**WORK INSTRUCTION 1**. According to the passage on news coverage of murder victims, in which journal did the paper "Whose Lives Matter?" appear?
**WORK INSTRUCTION 2**. Write out the part of the passage on news coverage of murder victims between "Articles about Black" and "to his fiancee.", inclusive.
**WORK INSTRUCTION 3**. Extend the passage on news coverage of murder victims by writing what comes after its final sentence.

The authors’ emphasis on humanity—on whether the dead are portrayed as brothers, sons, mentors—sets this research apart from previous studies, which have tended to focus only on how many articles were devoted to each murder. “There really is something that we intuitively feel about victims when it’s just a name, it’s just a number, versus when the roles, the value their life had to other people was fully explored,” said Morrissey, the co-author. The paper, called “Whose Lives Matter?” appeared in the journal Sociology of Race and Ethnicity.
Articles about Black murder victims were more likely to be a rote list of facts: name, age, location of shooting, date and time of death. White victims, and victims in predominantly White neighborhoods, more often got tributes from friends and loved ones. A White teenager was described by a teacher as “bright and funny and capable." A Black man killed in an upscale, predominantly White neighborhood was a “sweet and giving man,” according to his fiancee.
The research comes amid a national reckoning about what value our institutions place on Black lives, and what structural changes can begin to address centuries of inequity. Whether any one death is considered “newsworthy” reflects the lived experiences of editors and reporters, who are overwhelmingly White, said Lewis Raven Wallace, whose book and podcast The View From Somewhere explore how U.S. journalism has failed to reflect the diversity of its communities.

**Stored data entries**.
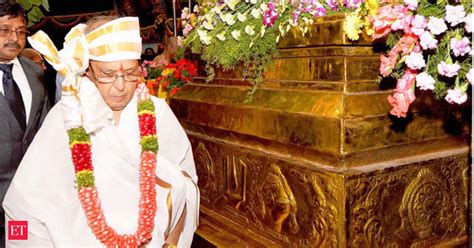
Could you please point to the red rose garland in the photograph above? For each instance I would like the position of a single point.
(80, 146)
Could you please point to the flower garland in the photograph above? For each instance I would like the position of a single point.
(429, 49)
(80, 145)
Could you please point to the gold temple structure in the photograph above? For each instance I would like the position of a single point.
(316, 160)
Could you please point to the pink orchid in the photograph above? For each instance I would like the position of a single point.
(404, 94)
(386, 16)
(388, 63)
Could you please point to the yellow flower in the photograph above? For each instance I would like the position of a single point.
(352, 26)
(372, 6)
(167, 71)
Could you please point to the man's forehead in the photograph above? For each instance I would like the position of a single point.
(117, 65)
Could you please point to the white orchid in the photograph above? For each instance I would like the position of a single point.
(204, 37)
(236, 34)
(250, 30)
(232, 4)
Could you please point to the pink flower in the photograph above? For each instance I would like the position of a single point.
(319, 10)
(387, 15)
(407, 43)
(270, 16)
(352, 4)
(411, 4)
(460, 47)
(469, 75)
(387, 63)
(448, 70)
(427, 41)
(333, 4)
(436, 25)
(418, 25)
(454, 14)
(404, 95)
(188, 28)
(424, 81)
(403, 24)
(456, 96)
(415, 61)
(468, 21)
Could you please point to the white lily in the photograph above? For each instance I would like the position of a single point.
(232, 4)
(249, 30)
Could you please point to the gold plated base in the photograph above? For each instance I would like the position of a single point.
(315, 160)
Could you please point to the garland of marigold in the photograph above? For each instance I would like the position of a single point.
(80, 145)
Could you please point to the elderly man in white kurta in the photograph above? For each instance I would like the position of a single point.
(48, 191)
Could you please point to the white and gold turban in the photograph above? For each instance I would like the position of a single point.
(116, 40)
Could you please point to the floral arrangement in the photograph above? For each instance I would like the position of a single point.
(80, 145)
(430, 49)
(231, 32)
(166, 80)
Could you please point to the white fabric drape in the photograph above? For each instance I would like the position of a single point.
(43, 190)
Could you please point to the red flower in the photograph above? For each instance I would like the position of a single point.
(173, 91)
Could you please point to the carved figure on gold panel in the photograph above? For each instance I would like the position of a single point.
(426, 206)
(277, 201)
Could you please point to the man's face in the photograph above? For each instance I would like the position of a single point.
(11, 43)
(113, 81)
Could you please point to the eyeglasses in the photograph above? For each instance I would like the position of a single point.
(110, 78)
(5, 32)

**EXERCISE RESPONSE 1**. Sociology of Race and Ethnicity

**EXERCISE RESPONSE 2**.
Articles about Black murder victims were more likely to be a rote list of facts: name, age, location of shooting, date and time of death. White victims, and victims in predominantly White neighborhoods, more often got tributes from friends and loved ones. A White teenager was described by a teacher as “bright and funny and capable." A Black man killed in an upscale, predominantly White neighborhood was a “sweet and giving man,” according to his fiancee.

**EXERCISE RESPONSE 3**.
“News media has not given the kind of response to Black death in general that it gives to White death,” Wallace said.
To be sure, U.S. newspapers, including those in Chicago, have faced an increasingly bleak outlook for years now, making it harder and harder to cover their communities. The Chicago Tribune has suffered more than a decade of layoffs, sell-offs and a bankruptcy, and morale at the paper has been low. “Against that backdrop, there’s no way as a news organization you could keep up with 800 murders,” said Peter Nickeas, who covers violence at the Tribune. “That’s to say nothing of the 3,200 gunshot victims that survived.”
Nickeas said he hustles to the homes of victims’ families, attends vigils and visits schools. But there are ever-fewer reporters to do the work, and in the meantime the shootings continue, and “every one of them is worthy.” Telling nuanced stories that touch on gang violence, poverty, neglect, Nickeas said—“it’s really complicated, and shrinking newspapers are getting out of the business of complicated.”
One solution is for strapped newsrooms to cover fewer shootings and expand their coverage beyond individual crimes, say researchers and advocates who study the issue. After all, most local papers don’t cover every area death from Covid-19, says Jim MacMillan, director of the Initiative for Better Gun Violence Reporting—nor should they.
“The reporting around Covid-19 asks, ‘What’s happening, what does the data say, who’s responsible, what are they doing, when is there going to be a solution, who is suffering?’” MacMillan says. This wide-lens systemic coverage does a better job holding leaders to account and keeps daily deaths in context. “Everybody should be covering gun violence the way they cover Covid-19 locally.”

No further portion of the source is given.